PROBLEM TO SOLVE: Collect every line in the rows below that contains the string "leaf". Treat uppercase and lowercase as different.

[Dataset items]
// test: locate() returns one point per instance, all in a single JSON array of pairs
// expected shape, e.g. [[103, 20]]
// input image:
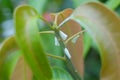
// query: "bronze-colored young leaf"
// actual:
[[8, 57], [25, 18], [104, 27], [76, 49]]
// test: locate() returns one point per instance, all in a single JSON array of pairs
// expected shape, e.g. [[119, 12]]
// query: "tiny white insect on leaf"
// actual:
[[67, 53], [74, 40], [57, 42], [63, 35]]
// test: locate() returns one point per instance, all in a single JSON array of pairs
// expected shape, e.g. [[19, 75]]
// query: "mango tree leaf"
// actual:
[[70, 28], [9, 55], [38, 4], [113, 4], [103, 26], [21, 71], [25, 18], [79, 2], [60, 74], [87, 44]]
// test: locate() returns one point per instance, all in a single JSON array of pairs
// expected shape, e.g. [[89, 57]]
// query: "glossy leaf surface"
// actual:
[[104, 27], [21, 71], [61, 74], [70, 28], [25, 18], [9, 55]]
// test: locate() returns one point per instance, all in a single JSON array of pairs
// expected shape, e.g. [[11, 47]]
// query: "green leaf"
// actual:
[[104, 27], [21, 71], [113, 4], [61, 74], [87, 44], [70, 28], [39, 5], [25, 18], [79, 2], [9, 56]]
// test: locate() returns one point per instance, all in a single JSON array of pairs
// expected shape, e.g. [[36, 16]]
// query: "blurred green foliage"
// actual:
[[92, 60]]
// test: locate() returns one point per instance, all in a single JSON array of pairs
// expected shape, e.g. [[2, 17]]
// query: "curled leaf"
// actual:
[[25, 18], [104, 27], [70, 27]]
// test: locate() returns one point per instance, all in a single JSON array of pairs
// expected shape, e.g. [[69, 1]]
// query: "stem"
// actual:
[[45, 21], [63, 22], [69, 64], [79, 33], [57, 57], [112, 4], [47, 32]]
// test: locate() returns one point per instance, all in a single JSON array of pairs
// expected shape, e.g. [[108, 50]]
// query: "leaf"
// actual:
[[60, 74], [25, 18], [103, 26], [38, 4], [21, 71], [87, 44], [8, 57], [79, 2], [75, 49], [113, 4]]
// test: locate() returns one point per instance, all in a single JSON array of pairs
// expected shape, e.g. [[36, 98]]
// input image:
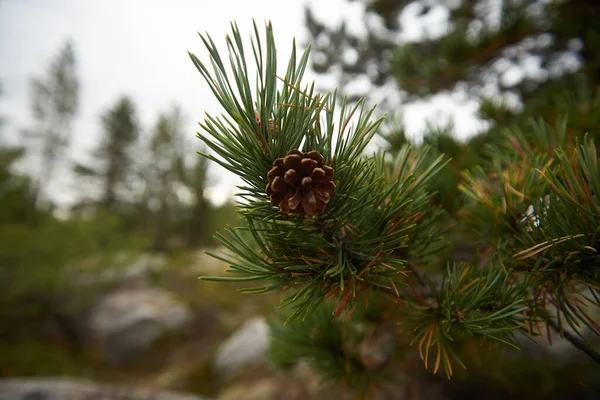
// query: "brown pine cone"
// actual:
[[299, 182]]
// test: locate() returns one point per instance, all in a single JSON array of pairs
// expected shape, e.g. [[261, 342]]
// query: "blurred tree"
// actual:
[[163, 174], [195, 178], [518, 57], [114, 153], [352, 239], [55, 101]]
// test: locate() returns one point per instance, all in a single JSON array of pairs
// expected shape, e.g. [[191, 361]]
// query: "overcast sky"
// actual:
[[139, 48]]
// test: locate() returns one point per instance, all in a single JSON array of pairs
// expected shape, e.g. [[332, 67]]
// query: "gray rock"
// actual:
[[248, 345], [70, 389], [130, 320]]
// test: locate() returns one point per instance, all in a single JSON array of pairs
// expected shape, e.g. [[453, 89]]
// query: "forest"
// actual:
[[383, 265]]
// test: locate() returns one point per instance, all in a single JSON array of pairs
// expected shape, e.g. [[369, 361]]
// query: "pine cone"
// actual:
[[300, 182]]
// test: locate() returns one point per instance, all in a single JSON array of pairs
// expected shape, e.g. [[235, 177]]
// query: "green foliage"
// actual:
[[114, 156], [376, 212], [531, 201], [336, 350], [55, 103]]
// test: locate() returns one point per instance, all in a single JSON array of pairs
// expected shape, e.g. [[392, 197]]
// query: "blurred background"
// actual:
[[106, 209]]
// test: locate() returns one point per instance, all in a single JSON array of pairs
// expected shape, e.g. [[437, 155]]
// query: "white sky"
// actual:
[[139, 48]]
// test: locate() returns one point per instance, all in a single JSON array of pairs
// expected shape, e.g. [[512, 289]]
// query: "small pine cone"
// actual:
[[299, 182]]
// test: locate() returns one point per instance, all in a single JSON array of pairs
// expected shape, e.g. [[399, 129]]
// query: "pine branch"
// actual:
[[576, 341]]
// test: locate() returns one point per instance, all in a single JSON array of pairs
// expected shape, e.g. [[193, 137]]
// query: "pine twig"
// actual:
[[576, 341]]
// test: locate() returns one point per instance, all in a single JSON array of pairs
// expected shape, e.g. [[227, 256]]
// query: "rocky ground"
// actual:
[[159, 333]]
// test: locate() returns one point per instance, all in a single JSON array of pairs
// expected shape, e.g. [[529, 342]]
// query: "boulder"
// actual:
[[248, 345], [71, 389], [130, 320]]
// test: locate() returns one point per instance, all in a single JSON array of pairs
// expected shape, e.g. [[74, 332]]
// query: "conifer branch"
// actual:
[[576, 341]]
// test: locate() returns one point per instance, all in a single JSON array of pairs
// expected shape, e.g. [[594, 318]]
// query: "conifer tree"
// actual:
[[55, 102], [355, 242], [114, 154]]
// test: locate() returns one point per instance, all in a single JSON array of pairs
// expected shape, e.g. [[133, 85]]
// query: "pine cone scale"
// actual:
[[299, 182]]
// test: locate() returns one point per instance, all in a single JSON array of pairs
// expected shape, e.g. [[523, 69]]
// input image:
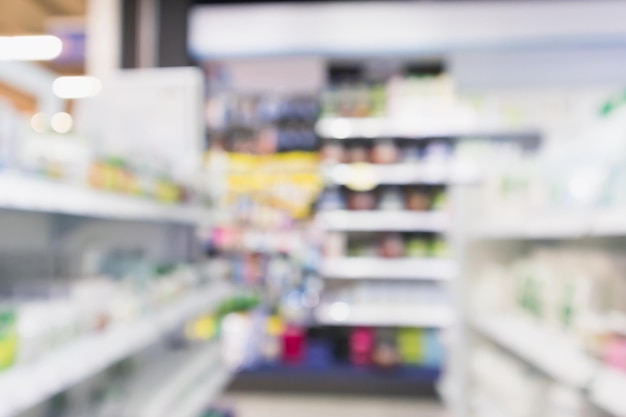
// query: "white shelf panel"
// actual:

COMPLETED TASK:
// query: "bronze-colored young leaf"
// query: "tiny white insect on leaf"
// query: "mango tree leaf"
// query: "glossy leaf surface"
// query: "green leaf"
// query: "curled leaf"
// query: "leaf"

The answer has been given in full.